**** INPUT DATA ****

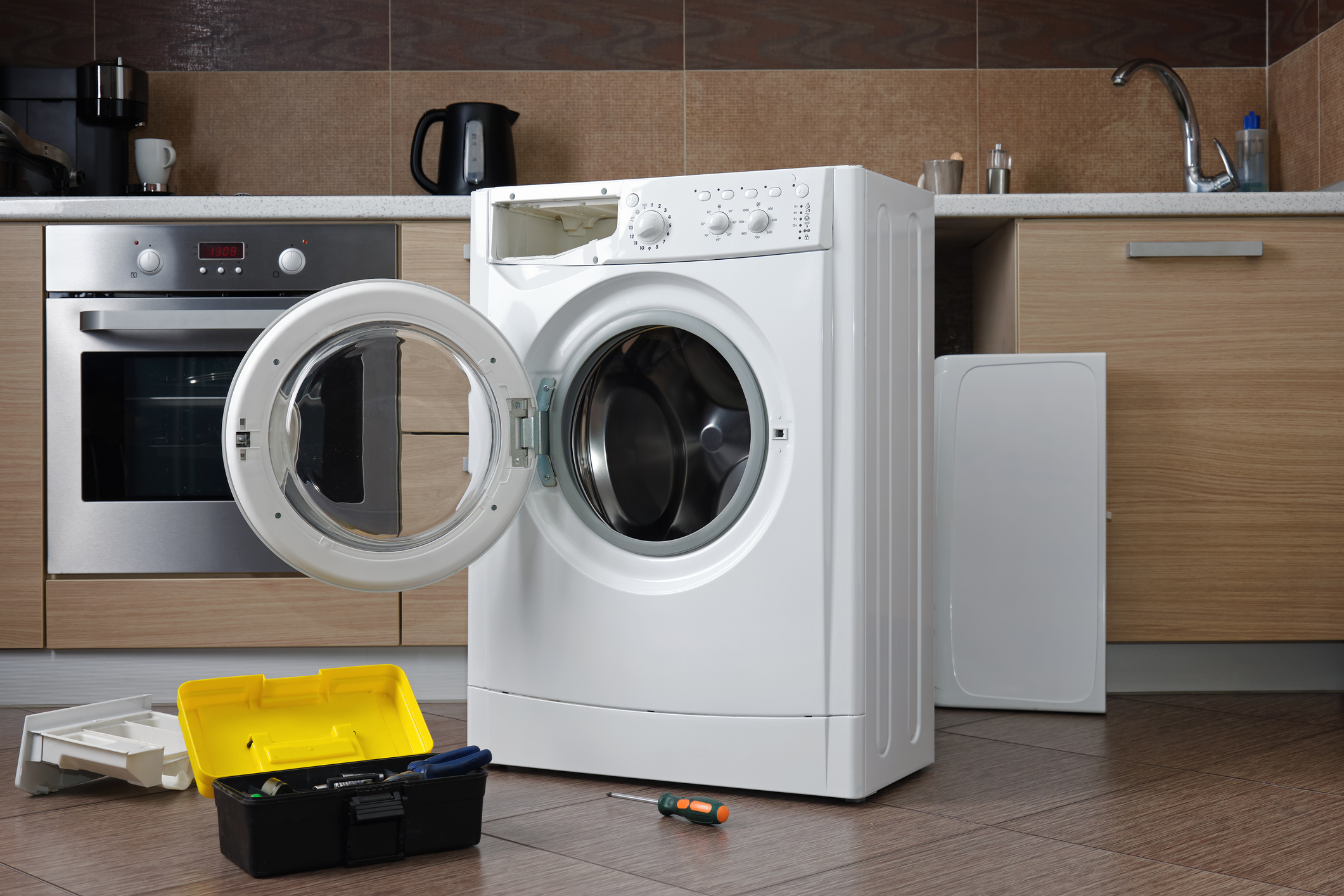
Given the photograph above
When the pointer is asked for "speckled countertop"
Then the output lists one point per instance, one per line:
(236, 208)
(448, 207)
(1136, 205)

****

- _WHAT THE TASK ASKS_: The line containing "When the pointer" and all lines after it, through the end of the entries above, are to be returned exactly and alone.

- _SOLUTION FOR THIS TASK_:
When the pointer is asked for "speckled countertop"
Then the output lists one point per instance, one per line:
(236, 208)
(448, 207)
(1136, 205)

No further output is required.